Please say how many lines in the records contain the word "ground", giving only the number.

◆ Data
Segment Open
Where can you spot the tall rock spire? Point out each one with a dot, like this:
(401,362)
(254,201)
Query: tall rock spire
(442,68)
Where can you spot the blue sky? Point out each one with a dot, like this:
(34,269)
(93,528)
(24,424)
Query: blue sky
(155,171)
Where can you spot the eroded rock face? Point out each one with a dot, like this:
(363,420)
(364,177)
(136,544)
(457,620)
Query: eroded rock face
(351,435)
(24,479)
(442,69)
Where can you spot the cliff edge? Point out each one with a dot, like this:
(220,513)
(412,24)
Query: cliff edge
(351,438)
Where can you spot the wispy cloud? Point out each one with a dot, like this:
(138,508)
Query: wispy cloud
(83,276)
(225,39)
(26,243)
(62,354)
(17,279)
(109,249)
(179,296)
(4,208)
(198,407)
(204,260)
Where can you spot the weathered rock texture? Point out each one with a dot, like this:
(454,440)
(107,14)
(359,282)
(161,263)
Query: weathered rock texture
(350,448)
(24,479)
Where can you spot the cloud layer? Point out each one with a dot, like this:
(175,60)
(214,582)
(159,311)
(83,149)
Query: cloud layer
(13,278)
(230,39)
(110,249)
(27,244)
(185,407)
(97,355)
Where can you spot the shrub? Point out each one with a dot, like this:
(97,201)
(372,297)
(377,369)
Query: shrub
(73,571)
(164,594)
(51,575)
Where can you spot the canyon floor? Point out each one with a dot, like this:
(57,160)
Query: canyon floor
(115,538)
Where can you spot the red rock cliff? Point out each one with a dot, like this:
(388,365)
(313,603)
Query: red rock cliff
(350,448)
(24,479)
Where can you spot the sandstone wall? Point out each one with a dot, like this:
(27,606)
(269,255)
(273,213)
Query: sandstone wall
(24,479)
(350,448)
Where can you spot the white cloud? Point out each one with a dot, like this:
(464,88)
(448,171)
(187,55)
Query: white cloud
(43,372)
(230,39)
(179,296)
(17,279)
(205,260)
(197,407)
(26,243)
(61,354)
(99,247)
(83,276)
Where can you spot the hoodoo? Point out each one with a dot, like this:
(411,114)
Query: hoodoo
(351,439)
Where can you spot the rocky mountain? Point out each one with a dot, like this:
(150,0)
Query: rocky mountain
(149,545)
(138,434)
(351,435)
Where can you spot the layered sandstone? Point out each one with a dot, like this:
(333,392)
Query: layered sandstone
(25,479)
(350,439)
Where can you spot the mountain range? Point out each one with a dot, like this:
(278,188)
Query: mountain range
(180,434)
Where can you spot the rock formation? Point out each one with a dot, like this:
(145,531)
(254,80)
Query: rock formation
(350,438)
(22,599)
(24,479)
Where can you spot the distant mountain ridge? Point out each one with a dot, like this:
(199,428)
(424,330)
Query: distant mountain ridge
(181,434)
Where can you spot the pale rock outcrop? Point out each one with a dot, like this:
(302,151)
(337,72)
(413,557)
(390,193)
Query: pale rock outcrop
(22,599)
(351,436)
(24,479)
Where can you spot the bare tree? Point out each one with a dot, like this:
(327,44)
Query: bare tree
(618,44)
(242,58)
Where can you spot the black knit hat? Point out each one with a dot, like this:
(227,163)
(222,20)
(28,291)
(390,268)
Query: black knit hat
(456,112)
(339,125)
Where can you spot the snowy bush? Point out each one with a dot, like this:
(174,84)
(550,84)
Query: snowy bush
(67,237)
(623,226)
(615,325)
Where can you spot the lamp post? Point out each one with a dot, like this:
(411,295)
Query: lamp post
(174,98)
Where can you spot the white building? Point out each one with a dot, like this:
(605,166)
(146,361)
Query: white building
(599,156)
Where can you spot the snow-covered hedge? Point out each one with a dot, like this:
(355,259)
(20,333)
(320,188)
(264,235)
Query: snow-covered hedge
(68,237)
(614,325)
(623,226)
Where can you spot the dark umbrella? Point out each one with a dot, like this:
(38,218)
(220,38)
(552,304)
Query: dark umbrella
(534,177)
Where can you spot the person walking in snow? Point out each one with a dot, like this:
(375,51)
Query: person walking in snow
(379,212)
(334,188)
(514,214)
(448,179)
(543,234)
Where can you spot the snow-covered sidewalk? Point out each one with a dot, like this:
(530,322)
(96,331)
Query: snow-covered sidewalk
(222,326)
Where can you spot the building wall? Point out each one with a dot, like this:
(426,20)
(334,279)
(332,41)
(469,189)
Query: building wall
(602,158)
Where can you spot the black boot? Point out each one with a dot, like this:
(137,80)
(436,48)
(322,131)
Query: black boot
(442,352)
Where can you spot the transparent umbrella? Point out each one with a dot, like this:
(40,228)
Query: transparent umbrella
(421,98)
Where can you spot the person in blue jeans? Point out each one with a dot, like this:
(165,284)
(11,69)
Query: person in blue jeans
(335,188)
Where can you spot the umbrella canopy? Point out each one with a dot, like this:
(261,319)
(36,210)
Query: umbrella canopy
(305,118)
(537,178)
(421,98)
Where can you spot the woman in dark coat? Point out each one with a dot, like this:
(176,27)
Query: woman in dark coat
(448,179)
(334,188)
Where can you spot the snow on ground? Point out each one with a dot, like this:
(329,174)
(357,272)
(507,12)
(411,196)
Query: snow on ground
Segment Closed
◆ Expected output
2